* _YOUR ASSIGNMENT_
The lines needed are those below that contain the word "outline"; copy each one.

++++ THE DATA

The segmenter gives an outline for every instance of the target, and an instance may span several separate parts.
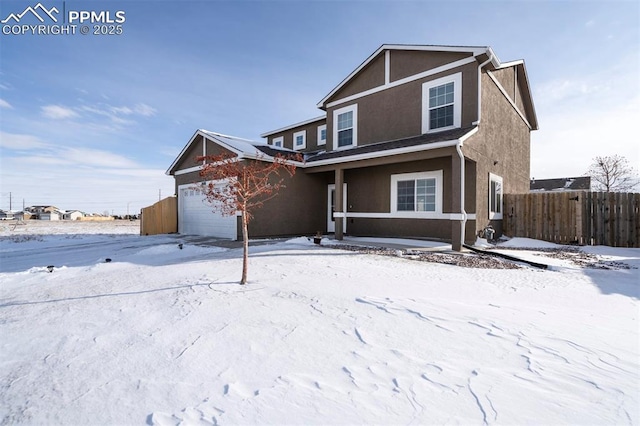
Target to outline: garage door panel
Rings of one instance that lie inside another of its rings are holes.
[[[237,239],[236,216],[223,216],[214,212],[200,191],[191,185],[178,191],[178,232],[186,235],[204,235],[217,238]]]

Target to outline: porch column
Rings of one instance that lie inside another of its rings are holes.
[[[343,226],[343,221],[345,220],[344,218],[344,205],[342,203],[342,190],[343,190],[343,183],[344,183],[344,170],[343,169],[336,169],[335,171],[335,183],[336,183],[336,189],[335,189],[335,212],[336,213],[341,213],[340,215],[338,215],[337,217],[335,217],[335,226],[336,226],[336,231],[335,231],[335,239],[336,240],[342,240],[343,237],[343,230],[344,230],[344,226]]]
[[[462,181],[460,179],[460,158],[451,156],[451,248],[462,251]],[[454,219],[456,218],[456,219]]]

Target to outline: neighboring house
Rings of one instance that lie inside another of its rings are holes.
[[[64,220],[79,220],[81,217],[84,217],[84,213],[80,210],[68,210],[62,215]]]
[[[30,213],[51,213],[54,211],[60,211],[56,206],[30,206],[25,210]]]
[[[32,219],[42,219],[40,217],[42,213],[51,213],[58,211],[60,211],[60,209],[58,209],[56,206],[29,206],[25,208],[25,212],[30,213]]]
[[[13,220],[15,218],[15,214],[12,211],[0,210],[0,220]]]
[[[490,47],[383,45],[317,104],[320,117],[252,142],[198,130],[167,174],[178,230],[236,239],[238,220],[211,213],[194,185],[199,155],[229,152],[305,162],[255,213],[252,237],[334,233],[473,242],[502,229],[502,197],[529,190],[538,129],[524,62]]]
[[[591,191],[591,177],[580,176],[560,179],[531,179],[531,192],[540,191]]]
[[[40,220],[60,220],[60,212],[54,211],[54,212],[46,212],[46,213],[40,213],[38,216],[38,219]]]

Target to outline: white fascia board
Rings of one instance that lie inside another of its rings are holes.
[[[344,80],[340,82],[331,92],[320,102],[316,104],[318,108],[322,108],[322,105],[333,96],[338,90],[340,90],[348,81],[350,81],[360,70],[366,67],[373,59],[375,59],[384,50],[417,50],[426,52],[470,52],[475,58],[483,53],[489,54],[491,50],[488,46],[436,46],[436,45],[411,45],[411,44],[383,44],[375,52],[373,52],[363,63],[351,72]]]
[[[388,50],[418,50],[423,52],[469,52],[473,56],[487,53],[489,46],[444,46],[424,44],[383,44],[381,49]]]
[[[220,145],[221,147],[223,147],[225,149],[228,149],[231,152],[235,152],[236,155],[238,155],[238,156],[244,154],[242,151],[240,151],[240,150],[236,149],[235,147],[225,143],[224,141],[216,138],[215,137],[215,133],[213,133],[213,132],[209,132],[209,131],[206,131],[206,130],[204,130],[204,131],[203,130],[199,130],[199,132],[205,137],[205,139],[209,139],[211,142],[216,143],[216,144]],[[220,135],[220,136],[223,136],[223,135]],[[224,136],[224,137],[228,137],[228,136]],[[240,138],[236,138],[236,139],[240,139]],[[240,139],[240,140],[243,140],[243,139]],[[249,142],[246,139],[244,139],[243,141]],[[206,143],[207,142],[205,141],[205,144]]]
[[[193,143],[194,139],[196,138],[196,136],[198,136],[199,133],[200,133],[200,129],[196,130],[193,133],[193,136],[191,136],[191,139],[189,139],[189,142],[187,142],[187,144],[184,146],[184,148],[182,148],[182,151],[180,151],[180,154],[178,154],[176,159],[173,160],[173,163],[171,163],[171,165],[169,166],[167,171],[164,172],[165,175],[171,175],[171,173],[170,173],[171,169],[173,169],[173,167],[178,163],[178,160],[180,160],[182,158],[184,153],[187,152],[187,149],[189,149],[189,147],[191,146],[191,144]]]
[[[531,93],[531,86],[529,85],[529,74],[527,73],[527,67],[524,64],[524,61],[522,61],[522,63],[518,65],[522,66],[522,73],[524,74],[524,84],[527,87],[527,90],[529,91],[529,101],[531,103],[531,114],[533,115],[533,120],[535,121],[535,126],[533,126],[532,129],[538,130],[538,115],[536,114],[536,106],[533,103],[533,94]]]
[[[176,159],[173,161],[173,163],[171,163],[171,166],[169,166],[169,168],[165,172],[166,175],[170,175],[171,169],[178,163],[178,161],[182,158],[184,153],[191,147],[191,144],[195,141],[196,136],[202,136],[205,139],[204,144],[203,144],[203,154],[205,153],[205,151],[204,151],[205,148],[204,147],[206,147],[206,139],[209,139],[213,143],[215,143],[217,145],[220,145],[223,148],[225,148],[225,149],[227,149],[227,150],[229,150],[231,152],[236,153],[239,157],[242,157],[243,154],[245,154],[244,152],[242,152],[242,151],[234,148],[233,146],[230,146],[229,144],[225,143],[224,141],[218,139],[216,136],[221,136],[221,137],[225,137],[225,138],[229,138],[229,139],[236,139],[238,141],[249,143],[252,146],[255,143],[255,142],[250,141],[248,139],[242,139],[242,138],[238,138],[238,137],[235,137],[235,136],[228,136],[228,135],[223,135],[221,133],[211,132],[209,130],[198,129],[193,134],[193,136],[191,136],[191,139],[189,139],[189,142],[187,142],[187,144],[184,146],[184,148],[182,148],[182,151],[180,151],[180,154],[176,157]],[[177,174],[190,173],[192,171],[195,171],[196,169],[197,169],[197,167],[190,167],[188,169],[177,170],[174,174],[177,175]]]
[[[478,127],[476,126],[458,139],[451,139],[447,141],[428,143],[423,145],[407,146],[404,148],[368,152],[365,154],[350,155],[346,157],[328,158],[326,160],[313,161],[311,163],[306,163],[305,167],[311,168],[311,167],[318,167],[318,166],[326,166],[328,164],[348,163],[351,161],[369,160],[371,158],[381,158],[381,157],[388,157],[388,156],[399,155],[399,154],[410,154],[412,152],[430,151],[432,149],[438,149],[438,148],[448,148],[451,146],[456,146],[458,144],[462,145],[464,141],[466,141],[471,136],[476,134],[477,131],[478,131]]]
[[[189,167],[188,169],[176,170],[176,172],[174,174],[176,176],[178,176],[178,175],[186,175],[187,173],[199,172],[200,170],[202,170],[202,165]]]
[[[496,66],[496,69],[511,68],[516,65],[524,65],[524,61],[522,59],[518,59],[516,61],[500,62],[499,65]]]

++++++++

* _WRITTEN SOLUTION_
The segmenter gives an outline for every instance of the target, and an instance may span several separate parts.
Target to outline: garage door panel
Target to outline: porch column
Target to outline: neighboring house
Target to outline: white fascia board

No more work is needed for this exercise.